◆ **Task**
Repeat exactly the lines below, from the line containing "point(215, 119)" through the last line, both included. Leave out any pictures.
+++ Data
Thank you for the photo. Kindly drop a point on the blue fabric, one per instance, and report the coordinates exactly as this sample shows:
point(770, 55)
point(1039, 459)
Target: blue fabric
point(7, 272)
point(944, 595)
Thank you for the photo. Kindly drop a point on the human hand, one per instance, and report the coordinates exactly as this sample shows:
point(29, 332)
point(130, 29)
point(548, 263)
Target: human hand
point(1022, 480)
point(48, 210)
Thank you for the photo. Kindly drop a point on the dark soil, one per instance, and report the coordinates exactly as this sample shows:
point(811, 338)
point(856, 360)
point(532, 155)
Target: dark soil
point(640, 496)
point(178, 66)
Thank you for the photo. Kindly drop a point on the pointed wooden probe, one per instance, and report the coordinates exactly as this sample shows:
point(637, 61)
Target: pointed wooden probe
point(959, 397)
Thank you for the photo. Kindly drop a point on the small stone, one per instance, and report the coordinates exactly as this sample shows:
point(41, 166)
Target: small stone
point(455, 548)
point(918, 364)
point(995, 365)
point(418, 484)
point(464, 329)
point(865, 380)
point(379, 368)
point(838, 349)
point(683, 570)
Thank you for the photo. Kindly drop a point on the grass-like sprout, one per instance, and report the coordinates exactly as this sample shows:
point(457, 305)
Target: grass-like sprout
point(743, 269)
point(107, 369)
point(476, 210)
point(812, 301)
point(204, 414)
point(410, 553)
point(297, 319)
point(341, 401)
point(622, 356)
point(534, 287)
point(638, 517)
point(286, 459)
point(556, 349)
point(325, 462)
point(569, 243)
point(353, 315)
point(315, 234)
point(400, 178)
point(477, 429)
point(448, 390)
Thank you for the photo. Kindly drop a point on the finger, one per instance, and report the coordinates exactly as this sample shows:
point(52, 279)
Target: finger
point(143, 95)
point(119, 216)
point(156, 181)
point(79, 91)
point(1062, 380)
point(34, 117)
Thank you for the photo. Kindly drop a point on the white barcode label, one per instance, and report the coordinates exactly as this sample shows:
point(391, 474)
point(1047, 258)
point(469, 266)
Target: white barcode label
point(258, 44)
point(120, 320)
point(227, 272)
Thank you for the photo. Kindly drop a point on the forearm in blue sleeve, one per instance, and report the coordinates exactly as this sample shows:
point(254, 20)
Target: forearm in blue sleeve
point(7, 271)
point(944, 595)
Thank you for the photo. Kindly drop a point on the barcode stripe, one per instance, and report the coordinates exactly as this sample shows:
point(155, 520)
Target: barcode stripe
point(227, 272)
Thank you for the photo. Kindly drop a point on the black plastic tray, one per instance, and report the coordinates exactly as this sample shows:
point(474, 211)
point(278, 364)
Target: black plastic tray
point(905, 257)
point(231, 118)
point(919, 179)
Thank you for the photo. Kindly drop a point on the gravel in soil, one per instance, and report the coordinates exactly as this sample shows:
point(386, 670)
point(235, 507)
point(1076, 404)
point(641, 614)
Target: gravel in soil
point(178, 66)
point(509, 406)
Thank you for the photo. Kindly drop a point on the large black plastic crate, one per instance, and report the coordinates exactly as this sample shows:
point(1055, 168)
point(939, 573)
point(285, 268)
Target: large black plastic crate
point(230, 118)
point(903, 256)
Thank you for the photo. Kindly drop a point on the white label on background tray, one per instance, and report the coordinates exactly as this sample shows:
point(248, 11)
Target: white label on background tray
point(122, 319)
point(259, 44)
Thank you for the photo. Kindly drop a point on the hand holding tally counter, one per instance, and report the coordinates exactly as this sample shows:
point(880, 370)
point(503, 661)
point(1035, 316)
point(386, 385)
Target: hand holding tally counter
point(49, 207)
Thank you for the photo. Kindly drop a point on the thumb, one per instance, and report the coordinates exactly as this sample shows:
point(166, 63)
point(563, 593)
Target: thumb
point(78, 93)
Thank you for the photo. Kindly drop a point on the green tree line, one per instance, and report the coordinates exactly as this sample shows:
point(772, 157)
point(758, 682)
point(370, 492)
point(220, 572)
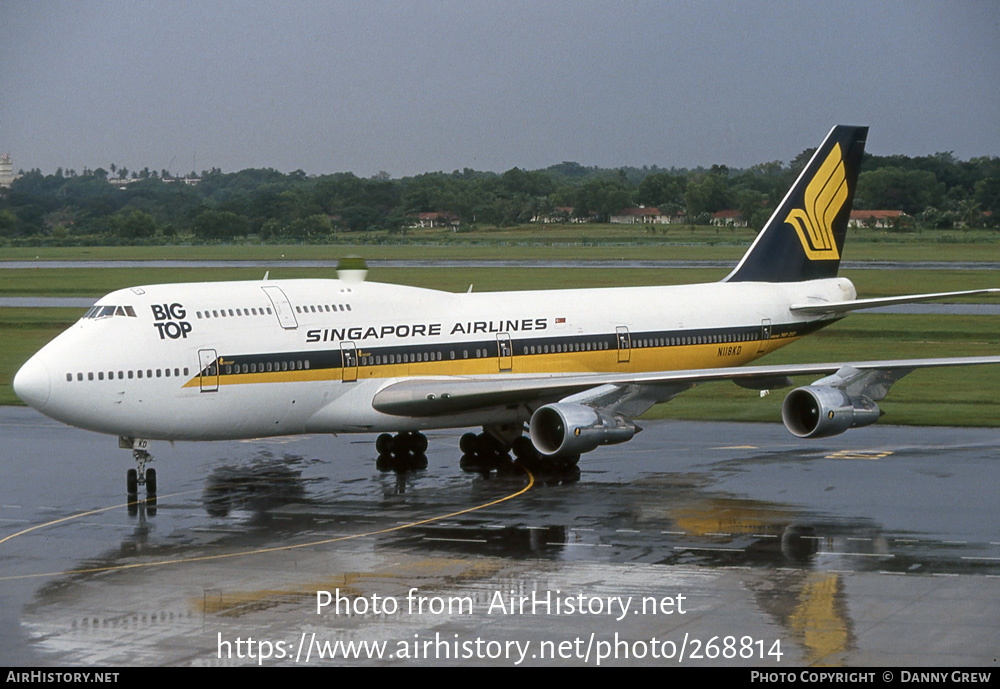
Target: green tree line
point(96, 206)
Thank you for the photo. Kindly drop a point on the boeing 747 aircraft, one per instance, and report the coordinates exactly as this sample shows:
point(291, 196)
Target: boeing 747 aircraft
point(547, 374)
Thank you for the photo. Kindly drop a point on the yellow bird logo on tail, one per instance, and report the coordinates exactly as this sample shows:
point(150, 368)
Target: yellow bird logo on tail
point(824, 197)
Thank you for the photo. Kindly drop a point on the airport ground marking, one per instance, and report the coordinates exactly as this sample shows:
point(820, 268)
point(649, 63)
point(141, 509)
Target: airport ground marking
point(246, 553)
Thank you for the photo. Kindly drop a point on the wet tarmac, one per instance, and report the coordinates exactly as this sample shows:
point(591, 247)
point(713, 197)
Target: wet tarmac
point(695, 543)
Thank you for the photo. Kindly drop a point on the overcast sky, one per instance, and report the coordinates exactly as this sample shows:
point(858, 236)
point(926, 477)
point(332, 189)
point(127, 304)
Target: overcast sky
point(415, 86)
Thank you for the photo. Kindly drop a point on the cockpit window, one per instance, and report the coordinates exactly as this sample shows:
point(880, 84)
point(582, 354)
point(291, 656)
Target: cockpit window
point(104, 311)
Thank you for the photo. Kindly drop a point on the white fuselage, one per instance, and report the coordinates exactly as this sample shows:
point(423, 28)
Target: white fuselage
point(224, 360)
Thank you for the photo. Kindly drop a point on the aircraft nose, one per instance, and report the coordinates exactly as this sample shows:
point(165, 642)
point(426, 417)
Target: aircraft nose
point(32, 384)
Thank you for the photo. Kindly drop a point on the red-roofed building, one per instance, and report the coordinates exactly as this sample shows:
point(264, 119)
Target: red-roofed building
point(632, 216)
point(435, 219)
point(728, 219)
point(877, 219)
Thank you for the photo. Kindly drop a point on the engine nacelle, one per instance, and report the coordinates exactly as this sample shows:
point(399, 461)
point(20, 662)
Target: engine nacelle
point(818, 411)
point(561, 430)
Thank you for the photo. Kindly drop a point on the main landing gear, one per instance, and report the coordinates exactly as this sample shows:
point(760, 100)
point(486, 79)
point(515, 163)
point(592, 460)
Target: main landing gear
point(401, 452)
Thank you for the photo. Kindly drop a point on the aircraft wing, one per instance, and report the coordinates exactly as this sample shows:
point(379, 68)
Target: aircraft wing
point(428, 397)
point(856, 304)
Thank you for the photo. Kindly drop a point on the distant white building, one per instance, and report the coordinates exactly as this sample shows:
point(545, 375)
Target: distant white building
point(6, 170)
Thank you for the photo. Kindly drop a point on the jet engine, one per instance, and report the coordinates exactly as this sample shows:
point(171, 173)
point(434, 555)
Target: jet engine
point(561, 430)
point(818, 411)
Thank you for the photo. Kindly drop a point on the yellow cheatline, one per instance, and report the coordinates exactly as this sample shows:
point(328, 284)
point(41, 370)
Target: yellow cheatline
point(246, 553)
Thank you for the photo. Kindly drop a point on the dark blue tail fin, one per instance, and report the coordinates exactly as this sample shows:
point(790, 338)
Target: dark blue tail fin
point(804, 238)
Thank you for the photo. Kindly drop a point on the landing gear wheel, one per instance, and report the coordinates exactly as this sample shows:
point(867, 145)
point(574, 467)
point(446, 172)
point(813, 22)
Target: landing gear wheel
point(401, 452)
point(468, 443)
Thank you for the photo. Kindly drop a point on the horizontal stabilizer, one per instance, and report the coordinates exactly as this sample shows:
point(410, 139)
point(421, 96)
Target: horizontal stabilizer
point(857, 304)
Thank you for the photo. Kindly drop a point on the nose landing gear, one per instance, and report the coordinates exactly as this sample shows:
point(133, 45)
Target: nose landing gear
point(140, 476)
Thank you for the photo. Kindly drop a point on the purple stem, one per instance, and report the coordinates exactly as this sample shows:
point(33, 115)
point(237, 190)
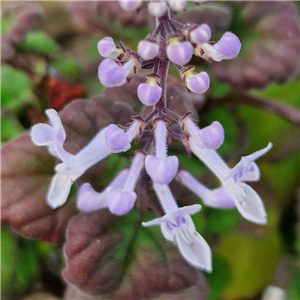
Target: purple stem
point(163, 67)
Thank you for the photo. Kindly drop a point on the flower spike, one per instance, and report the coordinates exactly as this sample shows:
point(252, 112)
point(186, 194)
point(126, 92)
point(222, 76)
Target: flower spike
point(160, 168)
point(177, 226)
point(53, 136)
point(89, 200)
point(246, 200)
point(121, 200)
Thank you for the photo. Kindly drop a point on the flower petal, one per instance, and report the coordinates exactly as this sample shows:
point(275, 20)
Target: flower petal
point(250, 205)
point(194, 248)
point(59, 190)
point(120, 202)
point(246, 169)
point(89, 200)
point(161, 170)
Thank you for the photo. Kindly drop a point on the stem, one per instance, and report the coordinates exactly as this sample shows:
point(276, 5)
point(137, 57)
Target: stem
point(161, 140)
point(163, 67)
point(172, 115)
point(150, 116)
point(134, 172)
point(177, 25)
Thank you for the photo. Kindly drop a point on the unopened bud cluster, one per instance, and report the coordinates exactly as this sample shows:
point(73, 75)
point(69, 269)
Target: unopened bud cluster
point(169, 42)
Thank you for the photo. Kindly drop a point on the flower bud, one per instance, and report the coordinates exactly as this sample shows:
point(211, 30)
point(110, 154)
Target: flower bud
point(111, 73)
point(178, 52)
point(197, 83)
point(228, 46)
point(176, 5)
point(150, 92)
point(129, 5)
point(148, 49)
point(157, 8)
point(116, 139)
point(200, 34)
point(108, 49)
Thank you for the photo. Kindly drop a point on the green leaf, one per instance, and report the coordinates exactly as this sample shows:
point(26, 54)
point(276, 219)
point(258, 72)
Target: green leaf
point(293, 290)
point(67, 67)
point(219, 278)
point(27, 267)
point(221, 220)
point(15, 87)
point(218, 89)
point(8, 255)
point(251, 260)
point(40, 42)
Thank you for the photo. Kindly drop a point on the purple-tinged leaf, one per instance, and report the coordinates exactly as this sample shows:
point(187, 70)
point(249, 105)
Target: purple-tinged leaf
point(270, 52)
point(112, 257)
point(26, 171)
point(98, 16)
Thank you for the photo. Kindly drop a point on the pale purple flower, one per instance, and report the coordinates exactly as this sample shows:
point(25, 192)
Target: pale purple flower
point(217, 198)
point(197, 83)
point(157, 8)
point(148, 49)
point(227, 47)
point(73, 166)
point(68, 171)
point(111, 73)
point(246, 200)
point(129, 5)
point(161, 168)
point(89, 200)
point(177, 226)
point(211, 136)
point(150, 92)
point(177, 5)
point(178, 52)
point(53, 136)
point(121, 200)
point(108, 49)
point(200, 34)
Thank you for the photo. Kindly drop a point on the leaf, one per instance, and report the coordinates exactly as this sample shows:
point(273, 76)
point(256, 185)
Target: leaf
point(269, 33)
point(67, 67)
point(219, 278)
point(251, 260)
point(9, 252)
point(216, 15)
point(25, 276)
point(125, 261)
point(16, 256)
point(15, 87)
point(40, 42)
point(107, 16)
point(7, 48)
point(20, 18)
point(25, 175)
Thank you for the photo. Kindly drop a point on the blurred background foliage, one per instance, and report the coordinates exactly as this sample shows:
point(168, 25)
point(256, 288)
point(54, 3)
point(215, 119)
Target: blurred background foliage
point(49, 58)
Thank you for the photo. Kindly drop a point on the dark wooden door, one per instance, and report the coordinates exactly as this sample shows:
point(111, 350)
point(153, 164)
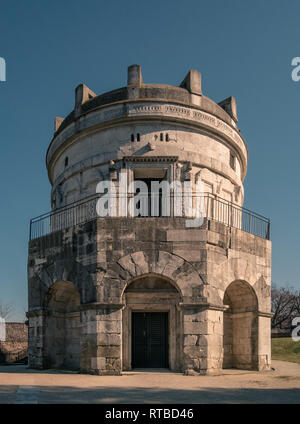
++++++
◆ **Answer space**
point(215, 119)
Target: blurred background foliage
point(49, 58)
Thank you for the photo. Kindly drop a point on the dark wooden door, one per instance, and report the coordinates exactly as this sample shows:
point(111, 350)
point(153, 164)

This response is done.